Segment Start: RECORDS

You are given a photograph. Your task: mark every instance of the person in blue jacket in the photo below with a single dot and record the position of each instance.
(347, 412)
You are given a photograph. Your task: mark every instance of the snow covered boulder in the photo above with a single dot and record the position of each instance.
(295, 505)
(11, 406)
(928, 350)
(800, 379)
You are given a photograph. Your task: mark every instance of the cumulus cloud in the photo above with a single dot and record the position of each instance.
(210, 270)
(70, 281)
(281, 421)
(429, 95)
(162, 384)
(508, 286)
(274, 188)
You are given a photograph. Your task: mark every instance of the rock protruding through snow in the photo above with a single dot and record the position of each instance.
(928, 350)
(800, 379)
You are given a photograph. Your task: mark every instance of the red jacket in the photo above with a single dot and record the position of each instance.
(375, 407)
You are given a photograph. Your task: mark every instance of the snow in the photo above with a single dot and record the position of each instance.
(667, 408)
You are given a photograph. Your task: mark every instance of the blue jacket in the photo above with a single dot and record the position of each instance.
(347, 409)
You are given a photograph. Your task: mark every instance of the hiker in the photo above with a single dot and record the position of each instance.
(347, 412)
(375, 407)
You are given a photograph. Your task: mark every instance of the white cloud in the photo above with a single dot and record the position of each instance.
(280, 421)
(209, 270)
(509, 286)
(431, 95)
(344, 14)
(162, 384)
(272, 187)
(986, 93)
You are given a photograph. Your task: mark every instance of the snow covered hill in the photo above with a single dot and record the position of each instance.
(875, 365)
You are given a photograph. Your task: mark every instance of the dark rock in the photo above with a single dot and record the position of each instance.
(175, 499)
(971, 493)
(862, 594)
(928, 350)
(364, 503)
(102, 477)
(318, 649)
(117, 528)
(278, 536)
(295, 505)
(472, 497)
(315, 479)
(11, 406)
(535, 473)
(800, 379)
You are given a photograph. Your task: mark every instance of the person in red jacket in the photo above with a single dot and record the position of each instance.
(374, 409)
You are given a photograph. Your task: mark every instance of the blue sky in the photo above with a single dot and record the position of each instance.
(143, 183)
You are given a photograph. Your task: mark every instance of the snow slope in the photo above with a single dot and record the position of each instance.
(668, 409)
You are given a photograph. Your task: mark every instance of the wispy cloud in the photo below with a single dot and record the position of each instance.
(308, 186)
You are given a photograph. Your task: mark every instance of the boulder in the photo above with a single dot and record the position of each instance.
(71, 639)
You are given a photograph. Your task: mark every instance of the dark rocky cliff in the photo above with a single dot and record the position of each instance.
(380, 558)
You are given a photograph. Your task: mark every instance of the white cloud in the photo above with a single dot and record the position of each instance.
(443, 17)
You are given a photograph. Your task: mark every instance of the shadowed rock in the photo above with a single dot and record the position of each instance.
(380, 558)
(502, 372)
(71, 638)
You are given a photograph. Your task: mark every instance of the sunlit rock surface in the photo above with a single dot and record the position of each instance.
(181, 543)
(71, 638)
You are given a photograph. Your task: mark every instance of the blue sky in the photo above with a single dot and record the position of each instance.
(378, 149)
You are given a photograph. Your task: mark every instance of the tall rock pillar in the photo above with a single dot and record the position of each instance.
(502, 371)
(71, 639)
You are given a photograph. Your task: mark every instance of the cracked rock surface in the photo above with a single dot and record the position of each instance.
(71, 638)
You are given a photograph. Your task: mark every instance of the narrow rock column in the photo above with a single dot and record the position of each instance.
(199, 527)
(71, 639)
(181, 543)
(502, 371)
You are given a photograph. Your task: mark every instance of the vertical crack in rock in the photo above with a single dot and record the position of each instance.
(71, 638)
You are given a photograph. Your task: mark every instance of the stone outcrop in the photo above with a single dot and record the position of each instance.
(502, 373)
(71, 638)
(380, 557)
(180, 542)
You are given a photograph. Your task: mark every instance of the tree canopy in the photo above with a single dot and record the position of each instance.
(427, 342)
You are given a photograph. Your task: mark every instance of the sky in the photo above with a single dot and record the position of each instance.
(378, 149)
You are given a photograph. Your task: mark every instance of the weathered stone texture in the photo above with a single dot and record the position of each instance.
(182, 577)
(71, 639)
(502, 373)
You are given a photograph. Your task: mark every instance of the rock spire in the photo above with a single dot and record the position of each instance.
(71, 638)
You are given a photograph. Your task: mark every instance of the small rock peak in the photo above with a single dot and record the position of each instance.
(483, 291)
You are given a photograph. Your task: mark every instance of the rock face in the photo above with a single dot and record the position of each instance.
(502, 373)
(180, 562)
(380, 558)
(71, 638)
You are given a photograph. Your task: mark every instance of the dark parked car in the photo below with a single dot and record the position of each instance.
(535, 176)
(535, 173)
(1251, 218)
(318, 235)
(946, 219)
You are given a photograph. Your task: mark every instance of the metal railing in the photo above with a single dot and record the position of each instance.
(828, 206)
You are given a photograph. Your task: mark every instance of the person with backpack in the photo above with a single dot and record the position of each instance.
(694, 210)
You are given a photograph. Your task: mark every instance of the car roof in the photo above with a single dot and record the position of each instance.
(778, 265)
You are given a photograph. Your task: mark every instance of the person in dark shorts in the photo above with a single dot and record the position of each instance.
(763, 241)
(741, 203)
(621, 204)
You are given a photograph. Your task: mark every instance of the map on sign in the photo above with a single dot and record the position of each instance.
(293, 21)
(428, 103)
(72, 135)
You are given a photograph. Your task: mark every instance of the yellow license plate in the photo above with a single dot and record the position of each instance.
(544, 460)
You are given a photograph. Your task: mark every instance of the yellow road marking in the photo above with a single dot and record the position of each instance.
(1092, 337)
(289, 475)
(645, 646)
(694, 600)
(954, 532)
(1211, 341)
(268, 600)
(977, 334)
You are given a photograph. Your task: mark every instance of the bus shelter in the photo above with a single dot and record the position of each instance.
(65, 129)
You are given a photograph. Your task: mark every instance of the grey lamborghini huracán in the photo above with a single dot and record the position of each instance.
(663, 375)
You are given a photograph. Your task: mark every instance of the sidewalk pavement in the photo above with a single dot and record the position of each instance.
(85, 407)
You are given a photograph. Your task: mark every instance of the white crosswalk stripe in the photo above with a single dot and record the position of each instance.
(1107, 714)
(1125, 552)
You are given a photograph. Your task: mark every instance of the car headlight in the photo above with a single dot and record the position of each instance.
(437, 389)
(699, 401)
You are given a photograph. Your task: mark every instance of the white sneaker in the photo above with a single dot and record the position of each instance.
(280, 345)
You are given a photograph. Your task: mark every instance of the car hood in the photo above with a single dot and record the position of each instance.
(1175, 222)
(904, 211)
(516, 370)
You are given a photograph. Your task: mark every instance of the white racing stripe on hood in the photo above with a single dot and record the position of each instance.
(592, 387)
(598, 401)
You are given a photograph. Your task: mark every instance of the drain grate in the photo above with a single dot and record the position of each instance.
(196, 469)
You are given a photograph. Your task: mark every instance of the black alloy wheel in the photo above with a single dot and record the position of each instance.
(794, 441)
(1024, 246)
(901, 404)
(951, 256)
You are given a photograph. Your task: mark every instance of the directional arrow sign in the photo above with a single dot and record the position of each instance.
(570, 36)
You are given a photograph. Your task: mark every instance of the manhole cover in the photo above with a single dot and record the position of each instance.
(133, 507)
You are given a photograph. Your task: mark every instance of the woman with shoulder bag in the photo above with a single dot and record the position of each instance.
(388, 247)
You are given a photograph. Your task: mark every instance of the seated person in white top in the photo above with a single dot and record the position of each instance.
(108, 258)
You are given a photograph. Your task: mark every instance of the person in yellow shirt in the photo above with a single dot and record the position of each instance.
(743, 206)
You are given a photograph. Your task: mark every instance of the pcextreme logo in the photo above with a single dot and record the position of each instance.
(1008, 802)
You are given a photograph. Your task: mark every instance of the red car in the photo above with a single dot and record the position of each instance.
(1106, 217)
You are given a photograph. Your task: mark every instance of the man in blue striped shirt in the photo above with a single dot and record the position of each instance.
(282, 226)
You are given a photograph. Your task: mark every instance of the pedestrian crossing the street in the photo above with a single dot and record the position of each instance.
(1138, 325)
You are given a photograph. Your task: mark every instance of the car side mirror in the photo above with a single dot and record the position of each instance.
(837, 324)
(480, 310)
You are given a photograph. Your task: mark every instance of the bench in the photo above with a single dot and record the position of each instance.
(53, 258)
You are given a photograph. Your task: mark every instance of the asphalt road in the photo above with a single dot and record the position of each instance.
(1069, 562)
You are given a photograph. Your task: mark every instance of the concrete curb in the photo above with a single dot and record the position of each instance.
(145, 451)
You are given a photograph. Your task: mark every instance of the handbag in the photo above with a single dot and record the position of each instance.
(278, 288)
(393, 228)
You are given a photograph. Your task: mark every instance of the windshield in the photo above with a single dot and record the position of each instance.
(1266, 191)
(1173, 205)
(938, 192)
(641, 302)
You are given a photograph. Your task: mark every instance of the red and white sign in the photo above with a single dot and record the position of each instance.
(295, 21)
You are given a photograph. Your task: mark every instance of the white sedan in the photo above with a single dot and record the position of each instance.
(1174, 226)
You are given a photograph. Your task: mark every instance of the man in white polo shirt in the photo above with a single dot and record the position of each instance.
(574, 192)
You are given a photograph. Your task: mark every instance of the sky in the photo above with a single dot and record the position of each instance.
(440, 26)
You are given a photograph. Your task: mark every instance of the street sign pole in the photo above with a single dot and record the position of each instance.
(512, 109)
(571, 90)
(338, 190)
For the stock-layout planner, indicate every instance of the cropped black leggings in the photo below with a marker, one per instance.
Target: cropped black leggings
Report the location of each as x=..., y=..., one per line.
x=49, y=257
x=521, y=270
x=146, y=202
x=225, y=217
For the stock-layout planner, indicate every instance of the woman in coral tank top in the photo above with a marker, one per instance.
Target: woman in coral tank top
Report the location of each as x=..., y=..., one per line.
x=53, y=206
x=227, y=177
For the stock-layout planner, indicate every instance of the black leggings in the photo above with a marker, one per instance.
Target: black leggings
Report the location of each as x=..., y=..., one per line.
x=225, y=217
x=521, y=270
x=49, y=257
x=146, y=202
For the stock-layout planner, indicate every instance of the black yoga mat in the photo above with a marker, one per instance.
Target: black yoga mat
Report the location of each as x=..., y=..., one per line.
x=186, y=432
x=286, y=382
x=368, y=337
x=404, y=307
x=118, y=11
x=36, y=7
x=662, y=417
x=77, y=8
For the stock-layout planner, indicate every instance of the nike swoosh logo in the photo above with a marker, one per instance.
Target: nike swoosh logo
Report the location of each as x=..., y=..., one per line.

Segment End: RECORDS

INSTRUCTIONS FOR THE TASK —
From the entries, copy out each line containing the word "swoosh".

RESPONSE BOX —
For the stock-layout planner, indicate every instance of the nike swoosh logo in the photo above with a marker, one per instance.
Target: nike swoosh logo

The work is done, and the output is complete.